**YOUR GOAL:** The lines to extract start at the one containing "Objective — locate every instance of the headlight" and end with the last line; give them exactly and nothing more.
* start SUPPLIED RECORDS *
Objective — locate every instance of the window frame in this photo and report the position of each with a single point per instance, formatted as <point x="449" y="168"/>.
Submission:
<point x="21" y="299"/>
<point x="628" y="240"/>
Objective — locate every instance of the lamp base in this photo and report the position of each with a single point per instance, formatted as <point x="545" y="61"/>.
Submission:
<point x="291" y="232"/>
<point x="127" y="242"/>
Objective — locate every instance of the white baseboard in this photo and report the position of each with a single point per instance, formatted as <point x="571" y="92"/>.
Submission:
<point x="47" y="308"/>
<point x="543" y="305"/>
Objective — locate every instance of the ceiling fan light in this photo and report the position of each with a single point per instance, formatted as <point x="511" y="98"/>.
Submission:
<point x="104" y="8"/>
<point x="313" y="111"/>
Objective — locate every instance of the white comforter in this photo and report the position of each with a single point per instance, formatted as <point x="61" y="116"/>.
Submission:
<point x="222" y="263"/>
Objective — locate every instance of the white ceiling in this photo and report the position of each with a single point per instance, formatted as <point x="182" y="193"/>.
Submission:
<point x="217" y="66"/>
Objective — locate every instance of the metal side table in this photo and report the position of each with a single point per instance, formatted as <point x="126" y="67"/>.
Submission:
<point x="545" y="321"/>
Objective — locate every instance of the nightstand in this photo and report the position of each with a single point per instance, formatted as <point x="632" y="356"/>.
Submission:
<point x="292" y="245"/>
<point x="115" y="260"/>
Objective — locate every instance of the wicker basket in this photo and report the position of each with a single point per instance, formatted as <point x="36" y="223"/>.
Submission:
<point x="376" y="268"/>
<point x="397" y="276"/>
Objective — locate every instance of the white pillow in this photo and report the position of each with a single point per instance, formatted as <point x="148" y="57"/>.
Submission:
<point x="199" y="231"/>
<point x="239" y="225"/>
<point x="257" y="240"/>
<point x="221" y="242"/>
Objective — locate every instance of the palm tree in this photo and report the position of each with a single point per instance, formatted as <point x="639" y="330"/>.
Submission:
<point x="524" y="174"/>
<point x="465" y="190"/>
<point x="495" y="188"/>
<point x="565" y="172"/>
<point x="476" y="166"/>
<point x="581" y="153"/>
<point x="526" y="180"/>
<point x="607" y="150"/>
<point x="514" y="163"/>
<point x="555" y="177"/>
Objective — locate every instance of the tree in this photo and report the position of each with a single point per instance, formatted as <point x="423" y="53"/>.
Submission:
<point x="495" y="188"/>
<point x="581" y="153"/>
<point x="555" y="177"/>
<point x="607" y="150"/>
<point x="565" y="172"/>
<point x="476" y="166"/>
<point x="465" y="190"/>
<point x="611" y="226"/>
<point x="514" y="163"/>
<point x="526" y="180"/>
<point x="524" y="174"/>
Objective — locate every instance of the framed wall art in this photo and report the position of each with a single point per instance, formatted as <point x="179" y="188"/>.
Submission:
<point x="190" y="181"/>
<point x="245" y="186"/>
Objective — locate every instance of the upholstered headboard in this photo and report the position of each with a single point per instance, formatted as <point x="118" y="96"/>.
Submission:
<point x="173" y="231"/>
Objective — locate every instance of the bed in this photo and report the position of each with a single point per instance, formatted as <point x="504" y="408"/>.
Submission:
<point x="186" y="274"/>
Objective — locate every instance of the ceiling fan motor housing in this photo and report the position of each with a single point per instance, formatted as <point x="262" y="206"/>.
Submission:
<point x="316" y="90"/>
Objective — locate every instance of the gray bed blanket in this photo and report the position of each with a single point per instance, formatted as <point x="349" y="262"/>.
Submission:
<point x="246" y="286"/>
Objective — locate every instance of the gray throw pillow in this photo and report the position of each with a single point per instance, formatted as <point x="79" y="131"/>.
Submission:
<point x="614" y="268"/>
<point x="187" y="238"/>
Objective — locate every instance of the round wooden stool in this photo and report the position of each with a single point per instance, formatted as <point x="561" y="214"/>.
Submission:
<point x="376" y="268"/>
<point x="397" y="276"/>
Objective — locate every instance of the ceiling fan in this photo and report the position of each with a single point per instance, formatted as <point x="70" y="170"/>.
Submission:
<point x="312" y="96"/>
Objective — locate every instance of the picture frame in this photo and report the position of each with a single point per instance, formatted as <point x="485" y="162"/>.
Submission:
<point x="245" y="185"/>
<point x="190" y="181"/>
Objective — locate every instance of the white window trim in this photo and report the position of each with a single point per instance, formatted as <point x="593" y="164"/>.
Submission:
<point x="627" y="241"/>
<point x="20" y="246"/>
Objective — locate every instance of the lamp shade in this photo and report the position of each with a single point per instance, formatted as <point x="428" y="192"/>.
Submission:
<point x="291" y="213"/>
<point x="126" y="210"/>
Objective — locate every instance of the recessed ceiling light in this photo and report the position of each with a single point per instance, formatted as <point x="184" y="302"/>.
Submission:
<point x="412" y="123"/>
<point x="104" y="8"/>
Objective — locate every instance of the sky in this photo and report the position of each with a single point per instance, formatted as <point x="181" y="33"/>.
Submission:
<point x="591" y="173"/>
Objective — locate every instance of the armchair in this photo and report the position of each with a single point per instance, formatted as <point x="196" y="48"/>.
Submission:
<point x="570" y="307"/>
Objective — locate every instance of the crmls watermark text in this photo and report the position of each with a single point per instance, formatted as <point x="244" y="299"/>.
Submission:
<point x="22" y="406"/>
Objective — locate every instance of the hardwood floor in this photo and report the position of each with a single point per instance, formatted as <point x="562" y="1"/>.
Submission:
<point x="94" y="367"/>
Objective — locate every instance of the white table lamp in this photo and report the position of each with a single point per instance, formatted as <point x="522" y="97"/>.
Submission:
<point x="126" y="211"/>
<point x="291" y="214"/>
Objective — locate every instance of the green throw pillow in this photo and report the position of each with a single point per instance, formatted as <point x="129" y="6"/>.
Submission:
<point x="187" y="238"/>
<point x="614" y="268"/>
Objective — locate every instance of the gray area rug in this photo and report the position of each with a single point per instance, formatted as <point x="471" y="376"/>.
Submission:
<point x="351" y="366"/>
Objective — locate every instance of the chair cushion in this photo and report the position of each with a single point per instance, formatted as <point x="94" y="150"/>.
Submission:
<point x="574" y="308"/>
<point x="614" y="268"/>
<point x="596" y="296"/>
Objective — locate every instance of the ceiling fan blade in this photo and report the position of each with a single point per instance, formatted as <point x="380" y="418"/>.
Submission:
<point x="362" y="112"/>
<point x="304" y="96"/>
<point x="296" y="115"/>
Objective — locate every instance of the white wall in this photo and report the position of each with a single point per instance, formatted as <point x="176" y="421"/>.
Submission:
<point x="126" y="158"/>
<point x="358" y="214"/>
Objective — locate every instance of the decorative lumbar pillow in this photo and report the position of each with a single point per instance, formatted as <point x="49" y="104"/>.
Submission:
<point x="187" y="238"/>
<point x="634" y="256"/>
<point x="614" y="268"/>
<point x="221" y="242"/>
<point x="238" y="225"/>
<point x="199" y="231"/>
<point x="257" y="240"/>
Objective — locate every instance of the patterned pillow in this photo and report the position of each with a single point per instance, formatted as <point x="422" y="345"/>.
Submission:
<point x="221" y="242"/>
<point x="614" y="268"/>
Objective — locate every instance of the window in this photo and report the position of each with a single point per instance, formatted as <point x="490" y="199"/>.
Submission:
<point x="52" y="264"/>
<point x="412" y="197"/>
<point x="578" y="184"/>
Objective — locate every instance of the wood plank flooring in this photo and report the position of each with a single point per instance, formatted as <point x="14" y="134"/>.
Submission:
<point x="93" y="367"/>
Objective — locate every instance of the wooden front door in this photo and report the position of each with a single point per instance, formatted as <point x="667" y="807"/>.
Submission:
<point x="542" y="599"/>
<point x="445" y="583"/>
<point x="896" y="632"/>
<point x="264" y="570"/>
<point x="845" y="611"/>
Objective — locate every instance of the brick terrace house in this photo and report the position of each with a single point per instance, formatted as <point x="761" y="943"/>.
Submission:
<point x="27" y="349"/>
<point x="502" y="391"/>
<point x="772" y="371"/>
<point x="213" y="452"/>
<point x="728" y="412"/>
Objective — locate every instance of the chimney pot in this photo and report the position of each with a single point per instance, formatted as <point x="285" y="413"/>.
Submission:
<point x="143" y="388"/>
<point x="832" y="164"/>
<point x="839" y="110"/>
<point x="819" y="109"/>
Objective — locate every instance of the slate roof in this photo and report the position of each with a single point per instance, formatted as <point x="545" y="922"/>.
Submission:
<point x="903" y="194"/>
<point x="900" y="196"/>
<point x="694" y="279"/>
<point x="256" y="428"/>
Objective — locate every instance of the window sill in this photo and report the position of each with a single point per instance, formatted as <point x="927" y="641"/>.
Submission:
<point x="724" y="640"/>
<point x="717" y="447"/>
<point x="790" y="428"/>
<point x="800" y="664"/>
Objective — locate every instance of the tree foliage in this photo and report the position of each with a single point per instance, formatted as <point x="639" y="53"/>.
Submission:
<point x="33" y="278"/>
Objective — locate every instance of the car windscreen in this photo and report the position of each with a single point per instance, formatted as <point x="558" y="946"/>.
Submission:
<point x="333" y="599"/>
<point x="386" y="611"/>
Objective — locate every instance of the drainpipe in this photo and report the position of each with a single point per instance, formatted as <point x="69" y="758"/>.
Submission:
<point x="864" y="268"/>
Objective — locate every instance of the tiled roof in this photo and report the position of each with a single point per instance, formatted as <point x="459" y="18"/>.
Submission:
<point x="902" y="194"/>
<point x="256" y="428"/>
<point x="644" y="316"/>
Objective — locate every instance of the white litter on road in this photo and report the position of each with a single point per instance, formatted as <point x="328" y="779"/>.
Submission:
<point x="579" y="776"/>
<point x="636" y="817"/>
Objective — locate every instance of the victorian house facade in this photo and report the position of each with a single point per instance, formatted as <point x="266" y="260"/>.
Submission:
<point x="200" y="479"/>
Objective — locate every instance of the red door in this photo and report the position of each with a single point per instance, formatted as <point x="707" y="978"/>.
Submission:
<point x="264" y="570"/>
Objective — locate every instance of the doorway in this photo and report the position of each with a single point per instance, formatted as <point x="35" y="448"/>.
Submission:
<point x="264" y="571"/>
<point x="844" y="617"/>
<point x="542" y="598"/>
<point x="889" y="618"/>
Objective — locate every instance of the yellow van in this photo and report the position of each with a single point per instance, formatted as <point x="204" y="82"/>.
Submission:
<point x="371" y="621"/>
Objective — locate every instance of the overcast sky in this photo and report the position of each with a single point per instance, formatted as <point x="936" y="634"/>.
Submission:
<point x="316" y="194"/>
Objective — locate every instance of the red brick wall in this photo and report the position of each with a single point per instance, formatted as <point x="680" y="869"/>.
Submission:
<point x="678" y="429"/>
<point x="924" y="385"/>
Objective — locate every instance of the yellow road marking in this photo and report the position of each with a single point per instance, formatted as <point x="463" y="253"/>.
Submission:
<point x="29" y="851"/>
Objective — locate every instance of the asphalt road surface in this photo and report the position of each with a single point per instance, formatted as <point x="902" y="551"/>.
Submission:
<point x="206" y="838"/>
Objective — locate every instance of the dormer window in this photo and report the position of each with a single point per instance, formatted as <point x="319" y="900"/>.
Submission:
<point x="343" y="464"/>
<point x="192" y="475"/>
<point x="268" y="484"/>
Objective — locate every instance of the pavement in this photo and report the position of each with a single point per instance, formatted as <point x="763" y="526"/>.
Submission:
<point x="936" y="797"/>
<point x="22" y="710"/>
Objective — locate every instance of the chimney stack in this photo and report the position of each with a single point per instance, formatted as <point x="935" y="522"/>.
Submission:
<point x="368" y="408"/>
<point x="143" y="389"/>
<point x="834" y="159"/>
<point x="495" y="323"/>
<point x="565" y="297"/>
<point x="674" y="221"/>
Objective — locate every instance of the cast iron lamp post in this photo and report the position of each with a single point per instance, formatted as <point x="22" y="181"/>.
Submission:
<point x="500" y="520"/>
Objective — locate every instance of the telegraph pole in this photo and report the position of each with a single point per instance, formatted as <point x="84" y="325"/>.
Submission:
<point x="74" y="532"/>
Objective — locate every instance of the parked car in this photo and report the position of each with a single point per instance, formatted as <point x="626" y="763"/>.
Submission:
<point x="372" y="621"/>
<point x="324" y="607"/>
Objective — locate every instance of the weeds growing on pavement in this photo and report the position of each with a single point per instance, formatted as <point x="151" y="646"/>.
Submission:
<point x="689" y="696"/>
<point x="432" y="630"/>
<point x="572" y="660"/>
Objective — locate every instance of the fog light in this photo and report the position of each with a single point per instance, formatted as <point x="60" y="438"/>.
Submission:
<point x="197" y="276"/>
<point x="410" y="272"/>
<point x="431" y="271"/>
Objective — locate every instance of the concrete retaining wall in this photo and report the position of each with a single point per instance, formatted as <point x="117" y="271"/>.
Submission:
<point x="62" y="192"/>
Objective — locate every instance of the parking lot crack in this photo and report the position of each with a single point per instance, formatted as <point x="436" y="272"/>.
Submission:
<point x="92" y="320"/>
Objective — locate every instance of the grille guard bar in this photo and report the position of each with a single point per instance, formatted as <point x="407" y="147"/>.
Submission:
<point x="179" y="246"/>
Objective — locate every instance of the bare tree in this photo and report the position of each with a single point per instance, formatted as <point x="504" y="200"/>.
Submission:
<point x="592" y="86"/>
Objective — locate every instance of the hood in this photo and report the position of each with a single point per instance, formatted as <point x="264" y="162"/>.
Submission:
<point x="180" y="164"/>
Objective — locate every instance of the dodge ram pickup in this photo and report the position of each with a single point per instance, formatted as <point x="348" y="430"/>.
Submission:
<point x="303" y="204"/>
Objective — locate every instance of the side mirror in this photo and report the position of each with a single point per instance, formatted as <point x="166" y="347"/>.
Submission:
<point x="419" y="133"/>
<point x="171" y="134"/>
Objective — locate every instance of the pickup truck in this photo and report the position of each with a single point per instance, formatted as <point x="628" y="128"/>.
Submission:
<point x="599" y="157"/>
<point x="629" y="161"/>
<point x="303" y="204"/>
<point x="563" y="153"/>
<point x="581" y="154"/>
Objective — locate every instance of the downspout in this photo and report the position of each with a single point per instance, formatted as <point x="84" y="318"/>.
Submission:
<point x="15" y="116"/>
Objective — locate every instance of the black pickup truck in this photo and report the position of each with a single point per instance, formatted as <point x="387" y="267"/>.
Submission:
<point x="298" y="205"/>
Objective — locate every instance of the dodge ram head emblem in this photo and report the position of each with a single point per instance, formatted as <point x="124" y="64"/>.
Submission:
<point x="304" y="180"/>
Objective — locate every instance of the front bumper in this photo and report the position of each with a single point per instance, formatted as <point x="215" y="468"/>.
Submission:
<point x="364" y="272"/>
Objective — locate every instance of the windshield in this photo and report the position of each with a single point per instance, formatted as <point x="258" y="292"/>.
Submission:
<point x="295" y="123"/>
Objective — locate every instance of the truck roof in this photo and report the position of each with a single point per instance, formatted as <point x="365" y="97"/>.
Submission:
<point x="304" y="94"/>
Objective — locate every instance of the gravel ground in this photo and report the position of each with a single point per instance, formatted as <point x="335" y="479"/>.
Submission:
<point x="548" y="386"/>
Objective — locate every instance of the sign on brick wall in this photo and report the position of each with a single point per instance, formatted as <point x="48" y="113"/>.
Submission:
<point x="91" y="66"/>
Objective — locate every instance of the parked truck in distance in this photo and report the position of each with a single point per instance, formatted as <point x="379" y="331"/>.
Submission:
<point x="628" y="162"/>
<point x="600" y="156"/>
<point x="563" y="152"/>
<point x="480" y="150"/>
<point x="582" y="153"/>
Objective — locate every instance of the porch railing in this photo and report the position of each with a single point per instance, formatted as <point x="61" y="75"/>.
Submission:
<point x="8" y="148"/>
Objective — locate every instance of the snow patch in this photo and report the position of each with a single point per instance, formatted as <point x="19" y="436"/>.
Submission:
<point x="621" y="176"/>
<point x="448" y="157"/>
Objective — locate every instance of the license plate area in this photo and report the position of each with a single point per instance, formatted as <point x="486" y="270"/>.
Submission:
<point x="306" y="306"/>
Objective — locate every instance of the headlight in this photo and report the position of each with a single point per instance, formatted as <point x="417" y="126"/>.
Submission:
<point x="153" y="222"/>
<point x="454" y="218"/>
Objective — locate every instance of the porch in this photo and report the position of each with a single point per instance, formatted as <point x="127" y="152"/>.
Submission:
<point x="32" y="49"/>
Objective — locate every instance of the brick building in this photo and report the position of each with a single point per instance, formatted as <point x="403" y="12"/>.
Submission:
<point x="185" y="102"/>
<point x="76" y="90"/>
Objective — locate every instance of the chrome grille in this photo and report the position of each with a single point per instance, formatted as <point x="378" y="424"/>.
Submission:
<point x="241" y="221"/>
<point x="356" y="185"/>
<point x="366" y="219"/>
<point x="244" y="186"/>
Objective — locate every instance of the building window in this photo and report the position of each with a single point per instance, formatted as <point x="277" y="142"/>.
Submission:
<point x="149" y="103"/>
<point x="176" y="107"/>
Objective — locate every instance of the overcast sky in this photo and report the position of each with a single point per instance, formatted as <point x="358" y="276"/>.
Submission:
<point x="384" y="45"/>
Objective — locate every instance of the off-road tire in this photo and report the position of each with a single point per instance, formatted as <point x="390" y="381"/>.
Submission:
* end SUPPLIED RECORDS *
**WRITTEN SOLUTION:**
Objective — locate every instance of the headlight in this photo and report the position of each with a single point per instance, formatted as <point x="417" y="126"/>.
Submission:
<point x="153" y="222"/>
<point x="454" y="218"/>
Objective — locate every instance of the porch in this photo and report the position of each with a single point per instance, formatted as <point x="127" y="152"/>.
Submission:
<point x="32" y="49"/>
Objective — locate every instance of the brick building in this photo and report the position of each with a single point per instance, formatted as <point x="403" y="12"/>.
Submission:
<point x="185" y="102"/>
<point x="76" y="90"/>
Objective — locate every instance of the chrome grille in this photo and report the position of each with a single point per instance, formatted as <point x="378" y="424"/>.
Submission:
<point x="241" y="221"/>
<point x="356" y="185"/>
<point x="366" y="219"/>
<point x="244" y="186"/>
Objective — locate every instance of the building window in this photo and report the position of each with a single point per instance, formatted as <point x="277" y="142"/>.
Submission:
<point x="149" y="103"/>
<point x="176" y="107"/>
Objective — locate every instance of the overcast sky in this photo and report the position of each with a single point per instance, formatted as <point x="358" y="276"/>.
Submission:
<point x="384" y="45"/>
Objective — locate every instance of the off-road tire in this photo and report the position of each with a single point per instance, formatted as <point x="390" y="381"/>.
Submission:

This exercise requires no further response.